Dans le cadre de notre étude sur le poids de la communication digitale dans le processus d’adoption animale, nous avons principalement axé notre question autour des organismes et du fonctionnement de la SPA, ainsi nous avons demandé à un employé par entretien téléphonique quelles étaient les démarches à suivre afin d’adopter un animal, avant la construction du site web.
Il était question dans un premier temps dans venir visiter le refuge afin de rencontrer les animaux disponibles et d’obtenir plus de renseignement sur le refuge par les bénévoles et employés. Cette étape se fait, dans le meilleur des cas, plusieurs fois, afin de se décider sur le meilleur choix. Une fois le choix fait, il faut faire rencontrer à l’animal choisi les membres de la famille et les animaux de compagnies déjà présents afin de discerner les problèmes éventuelles qui pourraient survenir. Dans un dernier temps, le contrat d’adoption est signé et l’animal et pris en charge par l’adoptant en échange d’un montant qui couvre différents frais de stérilisations, vaccinations, tatouage etc.
II) A) Le cas d’un site internet.
Avec la démocratisation d’Internet, les refuges animaliers ont commencé à obtenir des sites Internet dédiés à leurs activités ainsi que des réseaux sociaux.
Dans quelle mesure ces sites Internet servent-ils les associations dans le processus d’adoption des animaux ? Quelle place a le web dans le processus de communication des refuges ?
Étude de cas : site web – http://chamarande.spa.asso.fr/
Nous avons choisi d’étudier un cas concret de communication digitale avec l’exemple d’un site internet d’un refuge. Nous allons voir comment le refuge communique par son site sur les animaux de la structure et si celui-ci met internet au service de l’adoption.

■ Consigne A
Recopiez le passage du texte sur l'adoption animale en commençant à « Il était question » et en terminant à « d’un site internet. », et remplacez-y « bénévoles » par « volontaires ».
■ Consigne B
Résumez le texte sur l'adoption animale en deux phrases.
Seul le texte doit servir de source.

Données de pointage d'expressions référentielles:
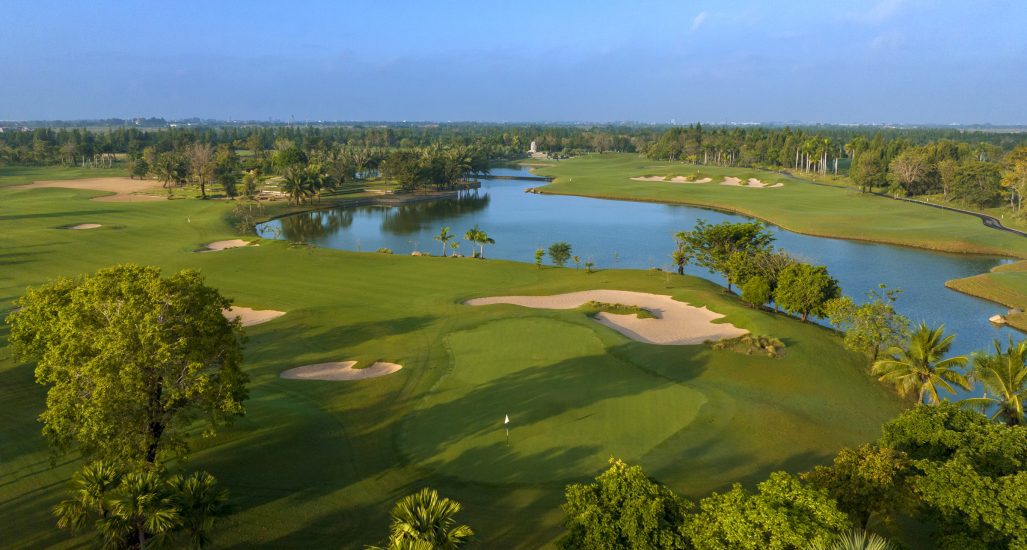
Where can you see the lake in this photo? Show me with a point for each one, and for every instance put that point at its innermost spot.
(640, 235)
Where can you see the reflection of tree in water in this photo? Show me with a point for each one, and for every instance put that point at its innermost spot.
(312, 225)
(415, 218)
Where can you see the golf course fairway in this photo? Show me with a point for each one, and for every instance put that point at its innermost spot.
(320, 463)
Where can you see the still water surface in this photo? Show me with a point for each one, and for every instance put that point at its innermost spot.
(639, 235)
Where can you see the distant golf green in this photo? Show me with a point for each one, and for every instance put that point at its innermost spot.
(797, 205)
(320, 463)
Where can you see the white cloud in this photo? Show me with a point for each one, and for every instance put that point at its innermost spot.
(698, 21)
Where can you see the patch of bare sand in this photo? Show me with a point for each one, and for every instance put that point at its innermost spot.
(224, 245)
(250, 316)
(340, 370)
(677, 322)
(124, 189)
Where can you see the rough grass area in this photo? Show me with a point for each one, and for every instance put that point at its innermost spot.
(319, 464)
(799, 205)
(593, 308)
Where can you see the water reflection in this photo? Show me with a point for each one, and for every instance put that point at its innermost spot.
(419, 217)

* * *

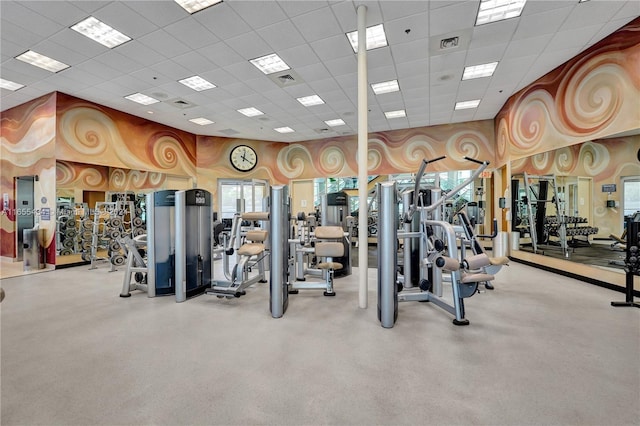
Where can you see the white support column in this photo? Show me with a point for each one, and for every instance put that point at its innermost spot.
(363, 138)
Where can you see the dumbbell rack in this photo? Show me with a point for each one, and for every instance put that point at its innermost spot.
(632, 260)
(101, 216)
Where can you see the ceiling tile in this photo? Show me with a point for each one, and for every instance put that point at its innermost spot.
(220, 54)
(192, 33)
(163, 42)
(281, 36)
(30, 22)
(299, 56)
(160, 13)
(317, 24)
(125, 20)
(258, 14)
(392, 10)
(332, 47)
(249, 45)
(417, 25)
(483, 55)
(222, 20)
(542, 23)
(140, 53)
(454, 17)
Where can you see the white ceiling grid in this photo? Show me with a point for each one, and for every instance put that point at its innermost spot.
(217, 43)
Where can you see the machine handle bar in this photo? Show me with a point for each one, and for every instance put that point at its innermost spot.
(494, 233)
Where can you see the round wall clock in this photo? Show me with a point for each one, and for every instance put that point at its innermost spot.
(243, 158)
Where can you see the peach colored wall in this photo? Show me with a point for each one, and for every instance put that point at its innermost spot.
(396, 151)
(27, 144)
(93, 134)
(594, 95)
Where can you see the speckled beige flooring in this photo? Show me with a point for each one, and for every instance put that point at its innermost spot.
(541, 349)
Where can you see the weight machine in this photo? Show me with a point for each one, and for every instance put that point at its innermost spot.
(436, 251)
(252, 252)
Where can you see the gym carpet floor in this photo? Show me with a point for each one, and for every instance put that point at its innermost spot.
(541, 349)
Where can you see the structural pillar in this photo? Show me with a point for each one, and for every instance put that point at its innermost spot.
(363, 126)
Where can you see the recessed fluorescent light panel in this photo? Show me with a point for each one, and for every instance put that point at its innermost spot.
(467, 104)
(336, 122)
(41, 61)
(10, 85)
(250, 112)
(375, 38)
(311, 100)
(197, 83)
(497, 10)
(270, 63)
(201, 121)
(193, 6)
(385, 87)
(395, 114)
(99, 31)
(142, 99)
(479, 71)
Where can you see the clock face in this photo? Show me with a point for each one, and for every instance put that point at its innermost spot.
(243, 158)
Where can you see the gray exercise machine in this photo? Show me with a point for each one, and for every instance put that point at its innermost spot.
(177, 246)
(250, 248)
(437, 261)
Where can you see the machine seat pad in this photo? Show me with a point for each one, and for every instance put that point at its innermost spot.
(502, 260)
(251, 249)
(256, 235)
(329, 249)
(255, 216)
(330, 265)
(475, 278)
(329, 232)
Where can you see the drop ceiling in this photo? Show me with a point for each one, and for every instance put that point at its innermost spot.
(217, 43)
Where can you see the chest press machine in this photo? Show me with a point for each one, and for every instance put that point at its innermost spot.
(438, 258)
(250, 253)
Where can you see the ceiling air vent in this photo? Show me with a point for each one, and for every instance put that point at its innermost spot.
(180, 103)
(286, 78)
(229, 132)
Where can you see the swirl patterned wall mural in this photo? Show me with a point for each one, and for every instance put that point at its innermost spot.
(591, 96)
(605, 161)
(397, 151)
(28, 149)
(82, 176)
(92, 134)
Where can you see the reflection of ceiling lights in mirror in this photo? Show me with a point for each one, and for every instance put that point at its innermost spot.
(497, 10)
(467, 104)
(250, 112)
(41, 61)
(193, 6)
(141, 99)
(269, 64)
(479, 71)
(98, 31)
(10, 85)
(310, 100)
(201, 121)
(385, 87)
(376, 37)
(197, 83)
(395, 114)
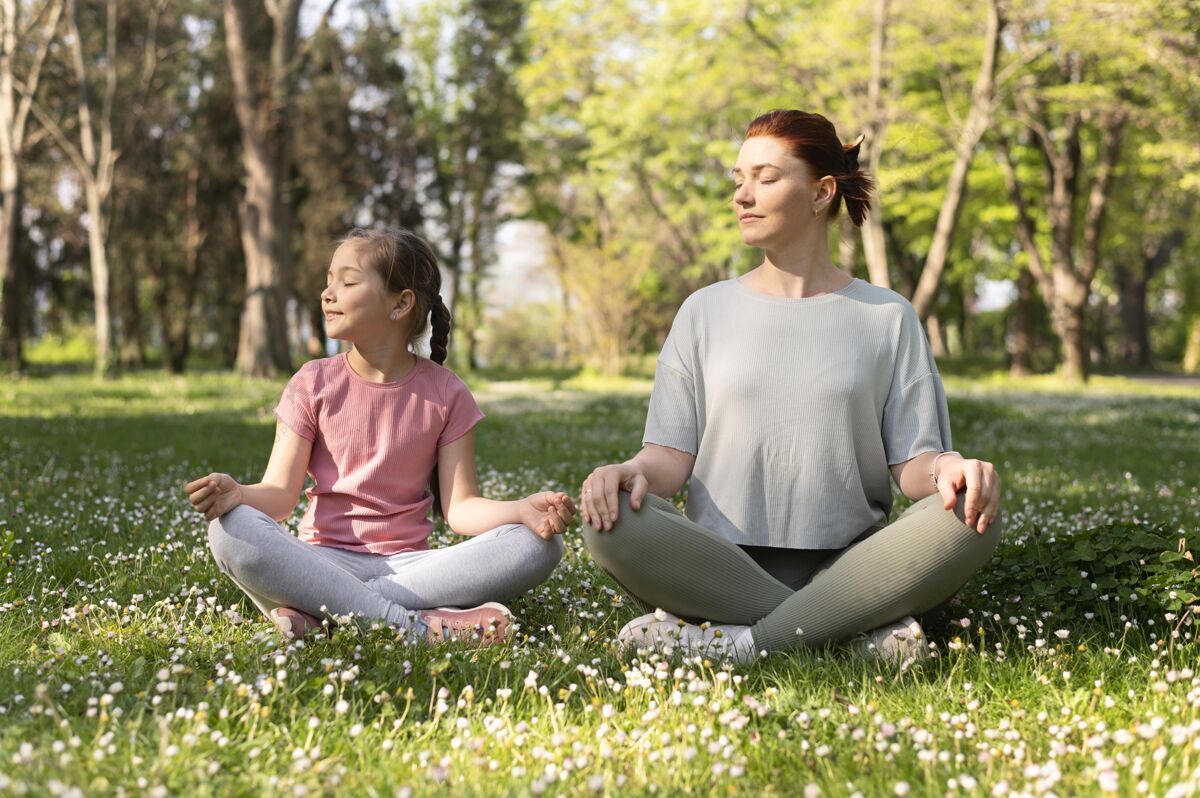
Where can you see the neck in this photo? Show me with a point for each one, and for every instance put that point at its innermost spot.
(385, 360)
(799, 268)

■ Réponse rédigée A
Il était question dans un premier temps dans venir visiter le refuge afin de rencontrer les animaux disponibles et d’obtenir plus de renseignement sur le refuge par les volontaires et employés. Cette étape se fait, dans le meilleur des cas, plusieurs fois, afin de se décider sur le meilleur choix. Une fois le choix fait, il faut faire rencontrer à l’animal choisi les membres de la famille et les animaux de compagnies déjà présents afin de discerner les problèmes éventuelles qui pourraient survenir. Dans un dernier temps, le contrat d’adoption est signé et l’animal et pris en charge par l’adoptant en échange d’un montant qui couvre différents frais de stérilisations, vaccinations, tatouage etc.
II) A) Le cas d’un site internet.

■ Réponse rédigée B
Avant la création du site web, adopter un animal à la SPA supposait de visiter le refuge, si possible plusieurs fois, de présenter l'animal choisi à la famille et aux animaux déjà présents, puis de signer un contrat d'adoption contre un montant couvrant notamment la stérilisation, les vaccinations et le tatouage. Avec la démocratisation d'Internet, les refuges se sont dotés de sites et de réseaux sociaux, et l'étude examine le site d'un refuge pour voir comment il communique sur ses animaux et s'il met Internet au service de l'adoption.